Dataset items
-*-*-

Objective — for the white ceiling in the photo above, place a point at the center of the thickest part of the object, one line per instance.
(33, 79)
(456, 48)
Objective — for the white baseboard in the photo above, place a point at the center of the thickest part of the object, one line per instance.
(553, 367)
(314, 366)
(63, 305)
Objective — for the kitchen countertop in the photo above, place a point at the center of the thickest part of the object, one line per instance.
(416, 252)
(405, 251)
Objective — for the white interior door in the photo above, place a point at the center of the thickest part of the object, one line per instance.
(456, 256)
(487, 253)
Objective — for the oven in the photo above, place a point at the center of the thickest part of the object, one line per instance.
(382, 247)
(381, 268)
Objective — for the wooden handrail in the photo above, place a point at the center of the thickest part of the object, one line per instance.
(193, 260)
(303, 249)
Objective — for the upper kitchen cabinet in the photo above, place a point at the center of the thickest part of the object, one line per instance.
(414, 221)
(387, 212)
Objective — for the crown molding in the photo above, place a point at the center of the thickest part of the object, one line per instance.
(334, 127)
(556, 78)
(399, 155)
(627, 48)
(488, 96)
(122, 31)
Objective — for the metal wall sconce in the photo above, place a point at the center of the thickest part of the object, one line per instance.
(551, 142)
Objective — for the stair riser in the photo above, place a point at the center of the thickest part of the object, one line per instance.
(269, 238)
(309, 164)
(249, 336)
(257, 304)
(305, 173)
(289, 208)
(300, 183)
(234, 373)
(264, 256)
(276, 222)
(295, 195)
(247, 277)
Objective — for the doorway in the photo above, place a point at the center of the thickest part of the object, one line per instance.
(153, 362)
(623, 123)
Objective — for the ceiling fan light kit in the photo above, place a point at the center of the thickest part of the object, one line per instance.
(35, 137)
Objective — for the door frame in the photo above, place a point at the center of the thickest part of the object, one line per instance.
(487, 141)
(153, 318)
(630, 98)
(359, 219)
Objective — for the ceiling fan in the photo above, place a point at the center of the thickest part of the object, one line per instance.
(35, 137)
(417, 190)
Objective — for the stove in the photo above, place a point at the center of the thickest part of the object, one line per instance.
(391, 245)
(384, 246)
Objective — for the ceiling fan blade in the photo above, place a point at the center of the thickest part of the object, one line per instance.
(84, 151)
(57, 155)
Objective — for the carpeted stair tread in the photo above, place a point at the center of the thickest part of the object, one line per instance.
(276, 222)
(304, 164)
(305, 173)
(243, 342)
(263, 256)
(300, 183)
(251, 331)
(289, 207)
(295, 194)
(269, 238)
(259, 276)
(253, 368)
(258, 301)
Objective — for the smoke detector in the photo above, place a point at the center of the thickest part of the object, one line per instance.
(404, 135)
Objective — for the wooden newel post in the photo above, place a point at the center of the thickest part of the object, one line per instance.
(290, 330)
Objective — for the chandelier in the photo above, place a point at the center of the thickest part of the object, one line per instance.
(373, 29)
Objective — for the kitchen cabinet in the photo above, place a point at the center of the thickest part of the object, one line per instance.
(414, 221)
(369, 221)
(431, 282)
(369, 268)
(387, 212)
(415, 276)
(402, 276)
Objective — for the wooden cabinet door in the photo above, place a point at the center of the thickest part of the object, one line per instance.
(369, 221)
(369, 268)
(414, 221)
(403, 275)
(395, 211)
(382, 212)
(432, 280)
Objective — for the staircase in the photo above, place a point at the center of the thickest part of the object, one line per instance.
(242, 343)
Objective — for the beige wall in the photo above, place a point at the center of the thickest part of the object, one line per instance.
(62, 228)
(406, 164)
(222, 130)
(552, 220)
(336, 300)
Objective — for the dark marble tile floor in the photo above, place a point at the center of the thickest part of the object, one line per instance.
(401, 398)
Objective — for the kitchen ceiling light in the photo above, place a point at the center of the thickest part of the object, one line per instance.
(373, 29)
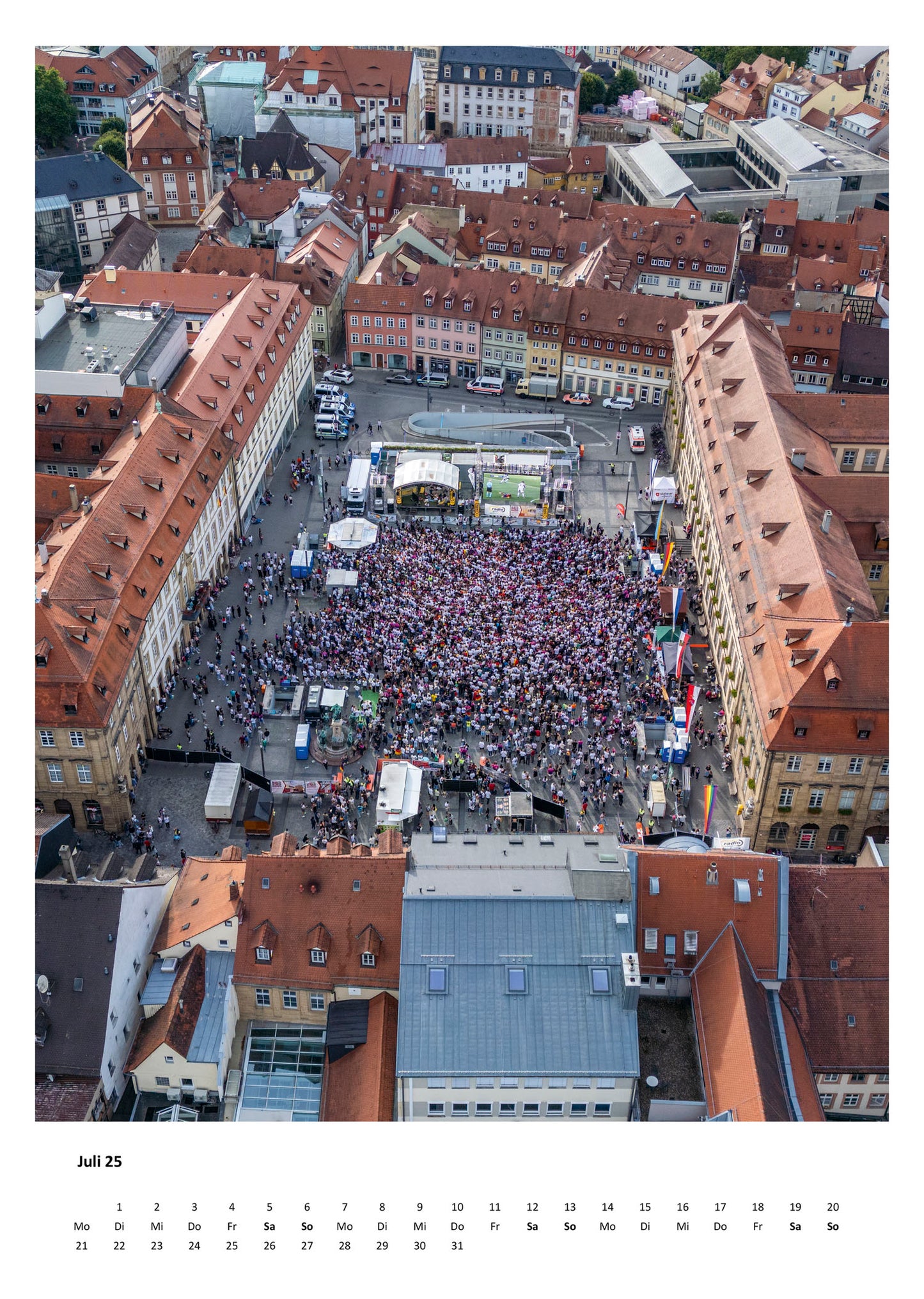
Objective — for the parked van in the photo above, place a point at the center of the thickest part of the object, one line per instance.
(492, 388)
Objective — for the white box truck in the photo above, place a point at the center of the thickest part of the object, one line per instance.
(223, 791)
(537, 386)
(357, 485)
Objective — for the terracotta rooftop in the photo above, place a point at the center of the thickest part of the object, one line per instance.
(741, 1067)
(840, 915)
(688, 901)
(840, 417)
(795, 574)
(187, 291)
(265, 198)
(103, 572)
(207, 894)
(311, 902)
(176, 1021)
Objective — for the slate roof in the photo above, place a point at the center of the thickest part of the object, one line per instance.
(64, 1099)
(477, 1028)
(82, 176)
(206, 1044)
(72, 942)
(840, 913)
(541, 59)
(176, 1021)
(360, 1085)
(132, 243)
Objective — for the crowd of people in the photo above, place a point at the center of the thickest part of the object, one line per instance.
(507, 654)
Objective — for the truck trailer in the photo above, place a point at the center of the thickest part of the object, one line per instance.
(537, 386)
(357, 485)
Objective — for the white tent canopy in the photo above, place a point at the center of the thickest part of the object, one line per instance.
(352, 534)
(427, 472)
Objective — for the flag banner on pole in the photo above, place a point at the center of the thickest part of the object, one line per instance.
(676, 601)
(661, 520)
(692, 697)
(681, 649)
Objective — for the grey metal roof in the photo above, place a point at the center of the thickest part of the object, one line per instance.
(781, 136)
(538, 58)
(657, 164)
(73, 924)
(159, 984)
(558, 1028)
(82, 176)
(206, 1046)
(430, 155)
(515, 850)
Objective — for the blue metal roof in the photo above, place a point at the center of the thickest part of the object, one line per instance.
(206, 1046)
(477, 1028)
(82, 176)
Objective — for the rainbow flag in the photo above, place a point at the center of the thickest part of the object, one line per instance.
(681, 646)
(661, 520)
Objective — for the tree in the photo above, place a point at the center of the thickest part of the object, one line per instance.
(709, 86)
(55, 114)
(113, 147)
(593, 91)
(712, 55)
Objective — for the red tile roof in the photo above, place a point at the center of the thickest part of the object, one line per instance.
(687, 902)
(116, 69)
(207, 893)
(360, 1086)
(187, 291)
(311, 893)
(741, 1071)
(89, 571)
(840, 913)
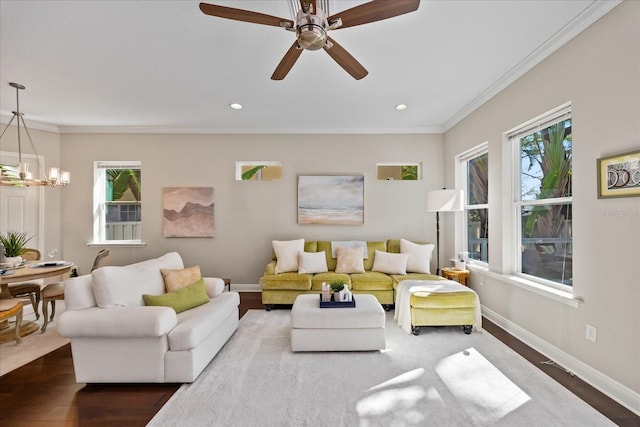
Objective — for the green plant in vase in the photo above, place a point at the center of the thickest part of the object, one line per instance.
(337, 285)
(14, 243)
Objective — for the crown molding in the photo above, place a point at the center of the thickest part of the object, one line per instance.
(596, 10)
(31, 124)
(205, 131)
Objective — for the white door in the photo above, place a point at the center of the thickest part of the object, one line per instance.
(22, 208)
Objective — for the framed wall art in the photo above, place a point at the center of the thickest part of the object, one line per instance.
(619, 175)
(188, 211)
(328, 199)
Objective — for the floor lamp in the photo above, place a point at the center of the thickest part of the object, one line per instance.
(443, 201)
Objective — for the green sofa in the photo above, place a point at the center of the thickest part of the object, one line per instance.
(283, 288)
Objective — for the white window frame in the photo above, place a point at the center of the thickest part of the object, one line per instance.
(99, 202)
(461, 178)
(513, 234)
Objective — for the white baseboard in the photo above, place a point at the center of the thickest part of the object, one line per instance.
(245, 287)
(616, 391)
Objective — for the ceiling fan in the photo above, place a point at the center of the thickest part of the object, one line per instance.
(312, 25)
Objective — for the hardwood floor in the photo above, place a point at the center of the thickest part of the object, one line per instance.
(44, 392)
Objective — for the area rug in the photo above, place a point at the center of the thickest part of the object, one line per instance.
(440, 378)
(33, 346)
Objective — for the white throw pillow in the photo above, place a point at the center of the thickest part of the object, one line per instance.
(312, 262)
(419, 256)
(287, 254)
(124, 286)
(389, 263)
(349, 260)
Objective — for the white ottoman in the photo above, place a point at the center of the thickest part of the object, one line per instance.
(337, 329)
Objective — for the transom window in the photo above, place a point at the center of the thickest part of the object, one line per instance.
(117, 202)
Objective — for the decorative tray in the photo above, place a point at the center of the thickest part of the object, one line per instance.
(52, 264)
(336, 304)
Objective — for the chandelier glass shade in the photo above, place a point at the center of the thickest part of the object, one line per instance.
(19, 175)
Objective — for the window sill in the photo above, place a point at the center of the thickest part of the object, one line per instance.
(561, 296)
(119, 244)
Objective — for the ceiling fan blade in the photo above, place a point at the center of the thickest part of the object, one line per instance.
(304, 5)
(244, 15)
(287, 62)
(345, 60)
(376, 10)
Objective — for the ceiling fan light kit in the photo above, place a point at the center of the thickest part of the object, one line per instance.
(312, 24)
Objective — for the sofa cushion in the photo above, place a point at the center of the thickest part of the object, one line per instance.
(197, 324)
(328, 277)
(123, 286)
(385, 262)
(419, 256)
(309, 246)
(182, 299)
(372, 247)
(349, 260)
(397, 278)
(286, 281)
(312, 262)
(287, 254)
(180, 278)
(371, 281)
(325, 246)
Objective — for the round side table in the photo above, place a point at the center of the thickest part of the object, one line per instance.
(460, 276)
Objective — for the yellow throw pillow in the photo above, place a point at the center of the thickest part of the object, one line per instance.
(178, 279)
(350, 260)
(182, 299)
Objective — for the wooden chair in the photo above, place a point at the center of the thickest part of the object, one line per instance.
(30, 289)
(55, 291)
(12, 308)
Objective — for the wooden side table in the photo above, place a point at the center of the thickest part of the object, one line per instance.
(460, 276)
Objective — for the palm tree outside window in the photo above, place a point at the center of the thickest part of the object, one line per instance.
(117, 202)
(543, 198)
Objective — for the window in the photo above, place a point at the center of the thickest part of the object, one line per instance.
(542, 198)
(474, 169)
(406, 171)
(117, 202)
(258, 171)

-*-*-

> **GIVEN PROBLEM**: Quote the line that contains "Objective — for the round" and each line after it through the end of the data, exactly, leaving out everything else.

> **EXPECTED OUTPUT**:
Objective — for the round side table in the photo above, place a point at the center of the thickest part of the object, one line per instance.
(460, 276)
Objective — for the yellow throw pillow in the photo above, place a point at the center of the thickest part of the object, one line per instance.
(178, 279)
(350, 260)
(182, 299)
Objective — for the wooden chair in the photo above, place a point at the center of the thickest part of the object, one line per instance.
(30, 289)
(55, 291)
(12, 308)
Objective — for the wooden side table in the photo above, place a point at the center of the thickest part of the object, one line per instance.
(460, 276)
Objective — for the palm tree outside window in the photo above, place a point at the center of the thickest part of the object, one line per instance.
(117, 202)
(543, 198)
Objective — for the window in the photo above, place a point at the center of the thickest part of the object, one line per instance.
(542, 198)
(474, 169)
(406, 171)
(117, 202)
(258, 171)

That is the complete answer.